> **Challenge**: Render all of the items below as a Markdown table with two columns, Row and Line. Give each non-blank line its own numbered row.

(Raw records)

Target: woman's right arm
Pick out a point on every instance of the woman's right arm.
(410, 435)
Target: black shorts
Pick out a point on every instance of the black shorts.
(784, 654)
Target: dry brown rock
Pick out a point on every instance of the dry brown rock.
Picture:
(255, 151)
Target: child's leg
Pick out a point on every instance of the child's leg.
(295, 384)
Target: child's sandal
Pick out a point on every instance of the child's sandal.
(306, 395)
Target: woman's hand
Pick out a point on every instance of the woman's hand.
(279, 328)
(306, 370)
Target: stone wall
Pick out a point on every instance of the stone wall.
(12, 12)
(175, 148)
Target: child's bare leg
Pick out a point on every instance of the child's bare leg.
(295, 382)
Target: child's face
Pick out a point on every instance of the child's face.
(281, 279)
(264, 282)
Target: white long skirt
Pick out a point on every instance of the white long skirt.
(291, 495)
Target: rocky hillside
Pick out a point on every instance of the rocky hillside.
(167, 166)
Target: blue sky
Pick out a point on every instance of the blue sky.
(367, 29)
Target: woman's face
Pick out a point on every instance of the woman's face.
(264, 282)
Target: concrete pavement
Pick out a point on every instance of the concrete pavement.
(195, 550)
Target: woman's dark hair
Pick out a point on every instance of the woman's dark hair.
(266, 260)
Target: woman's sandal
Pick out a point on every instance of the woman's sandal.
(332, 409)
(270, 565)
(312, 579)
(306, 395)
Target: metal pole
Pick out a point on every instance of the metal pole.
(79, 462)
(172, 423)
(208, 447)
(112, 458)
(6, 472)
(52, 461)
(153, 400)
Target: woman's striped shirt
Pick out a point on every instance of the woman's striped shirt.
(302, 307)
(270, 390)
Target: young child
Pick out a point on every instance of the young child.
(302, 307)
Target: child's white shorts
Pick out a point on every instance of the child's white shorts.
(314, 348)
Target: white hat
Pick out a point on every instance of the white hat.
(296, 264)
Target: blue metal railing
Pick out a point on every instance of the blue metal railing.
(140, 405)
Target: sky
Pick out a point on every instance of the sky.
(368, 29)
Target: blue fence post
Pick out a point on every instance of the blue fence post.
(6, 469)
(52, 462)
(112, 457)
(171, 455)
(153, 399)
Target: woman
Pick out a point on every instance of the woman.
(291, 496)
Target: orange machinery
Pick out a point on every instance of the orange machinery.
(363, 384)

> **Solution for this task**:
| Row | Line |
|---|---|
| 1 | Target: woman's right arm |
| 2 | Pick out a point on every instance of the woman's right arm. |
| 3 | (410, 435) |
| 4 | Target: black shorts |
| 5 | Pick out a point on every instance of the black shorts. |
| 6 | (784, 654) |
| 7 | Target: dry brown rock |
| 8 | Pick out a point on every instance of the dry brown rock. |
| 9 | Picture: |
| 10 | (255, 151) |
| 11 | Target: child's leg |
| 12 | Pick out a point on every instance of the child's leg. |
| 13 | (295, 384) |
| 14 | Target: child's sandal |
| 15 | Pick out a point on every instance of the child's sandal. |
| 16 | (306, 395) |
| 17 | Target: woman's hand |
| 18 | Pick out a point on every instance of the woman's hand. |
| 19 | (279, 328) |
| 20 | (306, 370) |
| 21 | Target: stone wall |
| 22 | Pick out a point on every instance of the stone wall. |
| 23 | (12, 12) |
| 24 | (175, 148) |
| 25 | Target: child's bare leg |
| 26 | Pick out a point on every instance of the child's bare leg. |
| 27 | (295, 382) |
| 28 | Target: child's face |
| 29 | Pick out a point on every instance of the child's face. |
| 30 | (281, 279) |
| 31 | (264, 282) |
| 32 | Target: white long skirt |
| 33 | Pick out a point on every instance of the white long skirt. |
| 34 | (291, 495) |
| 35 | Target: rocky hillside |
| 36 | Pick out a point on every instance of the rocky hillside. |
| 37 | (167, 166) |
| 38 | Target: blue sky |
| 39 | Pick out a point on every instance of the blue sky. |
| 40 | (367, 29) |
| 41 | Target: woman's face |
| 42 | Pick out a point on every instance of the woman's face. |
| 43 | (264, 282) |
| 44 | Target: concrete pavement |
| 45 | Pick out a point on every instance of the concrete pavement. |
| 46 | (195, 550) |
| 47 | Target: woman's dark hair |
| 48 | Pick out a point on every instance of the woman's dark hair. |
| 49 | (266, 260) |
| 50 | Target: woman's sandal |
| 51 | Pick out a point on every instance of the woman's sandal. |
| 52 | (332, 409) |
| 53 | (270, 565) |
| 54 | (312, 579) |
| 55 | (306, 395) |
| 56 | Target: metal pole |
| 57 | Pick out a point on every instance of the metal pole. |
| 58 | (79, 462) |
| 59 | (172, 423) |
| 60 | (208, 447) |
| 61 | (112, 458) |
| 62 | (6, 472) |
| 63 | (52, 461) |
| 64 | (153, 400) |
| 65 | Target: woman's striped shirt |
| 66 | Pick out a point on every instance of the woman's striped shirt. |
| 67 | (302, 307) |
| 68 | (270, 390) |
| 69 | Target: young child |
| 70 | Pick out a point on every instance of the young child. |
| 71 | (302, 307) |
| 72 | Target: child's white shorts |
| 73 | Pick out a point on every instance of the child's white shorts. |
| 74 | (314, 348) |
| 75 | Target: white hat |
| 76 | Pick out a point on every instance of the white hat. |
| 77 | (296, 264) |
| 78 | Target: blue metal railing |
| 79 | Pick out a point on every instance of the blue metal railing. |
| 80 | (140, 405) |
| 81 | Target: sky |
| 82 | Pick out a point on every instance of the sky. |
| 83 | (368, 29) |
| 84 | Target: blue fence post |
| 85 | Pick out a point on every instance of the blue fence post. |
| 86 | (6, 469) |
| 87 | (52, 462) |
| 88 | (112, 457) |
| 89 | (171, 455) |
| 90 | (153, 399) |
| 91 | Target: woman |
| 92 | Pick out a point on every instance of the woman. |
| 93 | (291, 496) |
| 94 | Target: orange machinery |
| 95 | Pick out a point on every instance of the orange machinery. |
| 96 | (363, 384) |